- _JOB_: Turn the lines of the data below into a numbered list, skipping any blank lines. Leave the pictures out of your answer.

- _RECORDS FOR THE EXERCISE_:
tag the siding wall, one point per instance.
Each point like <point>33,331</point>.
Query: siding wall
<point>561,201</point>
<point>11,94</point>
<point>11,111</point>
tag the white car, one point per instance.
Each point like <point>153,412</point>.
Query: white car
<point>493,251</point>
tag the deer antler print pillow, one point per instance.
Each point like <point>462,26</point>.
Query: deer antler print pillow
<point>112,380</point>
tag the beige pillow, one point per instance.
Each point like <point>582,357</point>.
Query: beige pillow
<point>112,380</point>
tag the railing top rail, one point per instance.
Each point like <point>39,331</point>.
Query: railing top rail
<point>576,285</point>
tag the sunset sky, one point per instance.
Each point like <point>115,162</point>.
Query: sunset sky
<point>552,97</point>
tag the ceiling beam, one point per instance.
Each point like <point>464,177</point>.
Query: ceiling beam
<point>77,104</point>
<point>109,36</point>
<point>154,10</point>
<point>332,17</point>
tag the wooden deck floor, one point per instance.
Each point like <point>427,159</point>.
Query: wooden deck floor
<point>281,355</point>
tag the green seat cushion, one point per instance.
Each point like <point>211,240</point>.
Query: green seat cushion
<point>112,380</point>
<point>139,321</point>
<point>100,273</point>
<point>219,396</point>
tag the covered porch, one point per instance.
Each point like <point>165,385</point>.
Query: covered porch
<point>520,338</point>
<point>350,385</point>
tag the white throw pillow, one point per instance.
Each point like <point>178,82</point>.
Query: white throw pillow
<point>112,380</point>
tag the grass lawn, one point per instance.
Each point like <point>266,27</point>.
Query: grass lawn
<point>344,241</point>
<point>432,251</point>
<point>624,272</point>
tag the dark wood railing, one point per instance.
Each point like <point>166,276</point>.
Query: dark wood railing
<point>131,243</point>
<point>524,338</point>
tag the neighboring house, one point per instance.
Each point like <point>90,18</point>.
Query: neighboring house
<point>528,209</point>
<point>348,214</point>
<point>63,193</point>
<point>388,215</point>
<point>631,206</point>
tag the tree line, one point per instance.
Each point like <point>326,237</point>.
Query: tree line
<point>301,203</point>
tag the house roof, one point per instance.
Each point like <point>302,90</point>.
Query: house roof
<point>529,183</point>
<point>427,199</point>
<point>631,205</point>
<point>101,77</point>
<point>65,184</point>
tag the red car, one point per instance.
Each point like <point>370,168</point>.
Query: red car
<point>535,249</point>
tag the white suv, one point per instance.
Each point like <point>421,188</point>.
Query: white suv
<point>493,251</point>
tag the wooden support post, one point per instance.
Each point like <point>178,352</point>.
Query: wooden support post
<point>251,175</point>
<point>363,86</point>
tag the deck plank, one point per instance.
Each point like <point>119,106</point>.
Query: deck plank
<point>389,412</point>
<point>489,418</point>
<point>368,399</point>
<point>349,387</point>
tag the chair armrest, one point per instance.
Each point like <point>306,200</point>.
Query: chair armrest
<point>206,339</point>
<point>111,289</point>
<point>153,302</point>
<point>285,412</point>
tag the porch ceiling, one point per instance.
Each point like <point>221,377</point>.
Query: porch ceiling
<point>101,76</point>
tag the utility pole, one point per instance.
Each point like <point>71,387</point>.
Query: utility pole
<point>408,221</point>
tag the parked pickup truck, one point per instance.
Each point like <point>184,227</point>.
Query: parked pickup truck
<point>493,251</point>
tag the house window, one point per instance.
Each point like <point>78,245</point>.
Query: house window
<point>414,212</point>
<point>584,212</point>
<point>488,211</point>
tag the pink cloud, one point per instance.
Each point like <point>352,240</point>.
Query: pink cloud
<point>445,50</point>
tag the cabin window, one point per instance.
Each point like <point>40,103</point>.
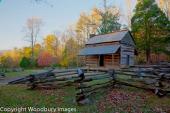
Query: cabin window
<point>128,60</point>
<point>101,60</point>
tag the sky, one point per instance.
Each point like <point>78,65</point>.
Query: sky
<point>57,16</point>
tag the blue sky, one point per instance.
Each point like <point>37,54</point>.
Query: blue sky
<point>62,13</point>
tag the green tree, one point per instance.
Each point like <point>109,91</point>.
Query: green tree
<point>151,28</point>
<point>25,62</point>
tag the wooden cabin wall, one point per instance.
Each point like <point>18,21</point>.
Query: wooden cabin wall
<point>102,44</point>
<point>92,61</point>
<point>125,51</point>
<point>108,60</point>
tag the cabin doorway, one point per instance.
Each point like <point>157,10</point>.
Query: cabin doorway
<point>128,60</point>
<point>101,60</point>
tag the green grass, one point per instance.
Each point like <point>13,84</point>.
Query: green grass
<point>22,73</point>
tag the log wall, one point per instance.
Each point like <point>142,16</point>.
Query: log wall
<point>125,51</point>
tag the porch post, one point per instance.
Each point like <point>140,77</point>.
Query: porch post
<point>112,59</point>
<point>77,61</point>
<point>99,61</point>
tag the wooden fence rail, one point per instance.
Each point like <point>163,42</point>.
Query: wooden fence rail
<point>91,81</point>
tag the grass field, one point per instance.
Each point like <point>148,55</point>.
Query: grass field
<point>119,100</point>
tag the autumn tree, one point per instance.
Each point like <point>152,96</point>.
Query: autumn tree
<point>45,59</point>
<point>25,62</point>
<point>150,27</point>
<point>32,29</point>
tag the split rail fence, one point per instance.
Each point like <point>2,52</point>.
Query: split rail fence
<point>90,81</point>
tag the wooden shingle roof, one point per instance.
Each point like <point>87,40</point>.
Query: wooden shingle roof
<point>115,36</point>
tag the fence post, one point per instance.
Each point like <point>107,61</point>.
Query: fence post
<point>80,96</point>
<point>112,74</point>
<point>32,81</point>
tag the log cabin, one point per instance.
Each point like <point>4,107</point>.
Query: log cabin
<point>113,50</point>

- _ANSWER TO THIS EXERCISE_:
1. tag the siding wall, one point per instance.
2. Each point like <point>33,331</point>.
3. Query: siding wall
4. <point>561,201</point>
5. <point>11,94</point>
6. <point>11,111</point>
7. tag the white car, one point per instance.
8. Each point like <point>153,412</point>.
9. Query: white car
10. <point>493,251</point>
11. tag the deer antler print pillow, one point per instance.
12. Each point like <point>462,26</point>.
13. Query: deer antler print pillow
14. <point>112,380</point>
15. tag the beige pillow, one point per instance.
16. Each point like <point>582,357</point>.
17. Query: beige pillow
18. <point>112,380</point>
19. tag the railing top rail, one point per instance.
20. Each point like <point>39,331</point>.
21. Query: railing top rail
22. <point>576,285</point>
23. tag the sunset sky, one point per instance.
24. Each point like <point>115,162</point>.
25. Query: sunset sky
26. <point>552,97</point>
27. tag the ceiling beam, one point per instance.
28. Each point like <point>464,177</point>.
29. Query: ceiling beam
30. <point>77,104</point>
31. <point>109,36</point>
32. <point>154,10</point>
33. <point>332,17</point>
34. tag the wooden deck floor, one point per instance.
35. Each point like <point>427,159</point>.
36. Query: wooden deck floor
37. <point>281,355</point>
38. tag the green seat cushion, one point per instance.
39. Each point like <point>211,240</point>.
40. Query: green seat cushion
41. <point>112,380</point>
42. <point>139,321</point>
43. <point>100,273</point>
44. <point>219,396</point>
45. tag the covered porch, one point per instance.
46. Each point like <point>165,385</point>.
47. Query: covered porch
48. <point>520,338</point>
49. <point>350,385</point>
50. tag the white throw pillow, one point per instance.
51. Each point like <point>178,82</point>.
52. Query: white throw pillow
53. <point>112,380</point>
54. tag the grass lawn, one point per instance.
55. Each point like <point>266,27</point>.
56. Query: grass lawn
57. <point>344,241</point>
58. <point>432,251</point>
59. <point>624,272</point>
60. tag the dark wood railing, one point per instance.
61. Each point like <point>166,276</point>.
62. Query: dark wood railing
63. <point>131,243</point>
64. <point>524,338</point>
65. tag the neighboring house, one point per instance.
66. Each point like <point>90,18</point>.
67. Query: neighboring house
68. <point>528,209</point>
69. <point>348,214</point>
70. <point>63,193</point>
71. <point>388,215</point>
72. <point>631,206</point>
73. tag the tree line, one point per instance.
74. Each point like <point>326,237</point>.
75. Query: tree line
76. <point>301,203</point>
77. tag the house roof, one point per instance.
78. Each point like <point>302,90</point>.
79. Query: house roof
80. <point>529,183</point>
81. <point>427,199</point>
82. <point>631,205</point>
83. <point>101,77</point>
84. <point>65,184</point>
85. tag the red car, one point per instance.
86. Each point like <point>370,168</point>.
87. Query: red car
88. <point>535,249</point>
89. tag the white suv, one point per instance.
90. Each point like <point>421,188</point>.
91. Query: white suv
92. <point>493,251</point>
93. tag the wooden support post, one point per instance.
94. Each point like <point>178,352</point>.
95. Query: wooden support post
96. <point>251,175</point>
97. <point>363,86</point>
98. tag the deck plank, one point per instance.
99. Each point like <point>119,106</point>.
100. Query: deck plank
101. <point>389,412</point>
102. <point>489,418</point>
103. <point>368,399</point>
104. <point>349,387</point>
105. tag the chair armrest, one point per instance.
106. Each point like <point>306,200</point>.
107. Query: chair armrest
108. <point>206,339</point>
109. <point>111,289</point>
110. <point>153,302</point>
111. <point>285,412</point>
112. tag the porch ceiling, one point per instance.
113. Each point like <point>221,377</point>.
114. Query: porch ceiling
115. <point>101,76</point>
116. tag the utility pole, one point per instance.
117. Each point like <point>71,387</point>.
118. Query: utility pole
119. <point>408,221</point>
120. tag the parked pickup truck, one point per instance.
121. Each point like <point>184,227</point>.
122. Query: parked pickup truck
123. <point>493,251</point>
124. tag the house window, one point per instance.
125. Each point like <point>78,245</point>.
126. Query: house window
127. <point>414,212</point>
128. <point>584,212</point>
129. <point>488,211</point>
130. tag the pink cloud, one point per instance.
131. Each point like <point>352,240</point>.
132. Query: pink cloud
133. <point>445,50</point>
134. tag the cabin window, one point per instance.
135. Each point like <point>40,103</point>.
136. Query: cabin window
137. <point>128,60</point>
138. <point>101,60</point>
139. tag the sky, one point per instance.
140. Each point like <point>78,65</point>.
141. Query: sky
142. <point>57,16</point>
143. tag the blue sky, one point per instance.
144. Each point like <point>37,54</point>.
145. Query: blue sky
146. <point>62,13</point>
147. tag the green tree, one point per instance.
148. Each point like <point>109,91</point>.
149. Query: green tree
150. <point>151,28</point>
151. <point>25,62</point>
152. tag the wooden cabin wall, one point per instance.
153. Each point like <point>18,21</point>.
154. Query: wooden cabin wall
155. <point>102,44</point>
156. <point>92,61</point>
157. <point>125,51</point>
158. <point>108,60</point>
159. tag the cabin doorway, one point per instance.
160. Each point like <point>157,10</point>.
161. Query: cabin doorway
162. <point>128,60</point>
163. <point>101,60</point>
164. tag the green grass, one point per instance.
165. Each point like <point>13,84</point>.
166. Query: green grass
167. <point>22,73</point>
168. tag the log wall, one point per instance.
169. Each point like <point>142,16</point>.
170. Query: log wall
171. <point>125,51</point>
172. tag the porch post, one point per instance.
173. Each point like <point>140,77</point>.
174. Query: porch post
175. <point>112,59</point>
176. <point>77,61</point>
177. <point>99,61</point>
178. tag the wooden fence rail, one point per instance.
179. Each point like <point>163,42</point>.
180. Query: wooden fence rail
181. <point>91,81</point>
182. tag the grass field, one point per instance.
183. Each point like <point>148,55</point>.
184. Query: grass field
185. <point>119,100</point>
186. tag the autumn tree, one point per instance.
187. Each point like <point>152,96</point>.
188. Query: autumn tree
189. <point>45,59</point>
190. <point>25,62</point>
191. <point>150,27</point>
192. <point>32,29</point>
193. tag the split rail fence, one point per instance.
194. Each point like <point>2,52</point>.
195. Query: split rail fence
196. <point>90,81</point>
197. tag the wooden shingle roof, one point per instance.
198. Each point like <point>87,40</point>.
199. Query: wooden shingle roof
200. <point>115,36</point>
201. tag the fence post, one point per instance.
202. Each point like <point>107,61</point>.
203. Query: fence post
204. <point>80,96</point>
205. <point>112,74</point>
206. <point>32,81</point>
207. tag the log cabin, one point per instance.
208. Each point like <point>4,107</point>.
209. Query: log cabin
210. <point>113,50</point>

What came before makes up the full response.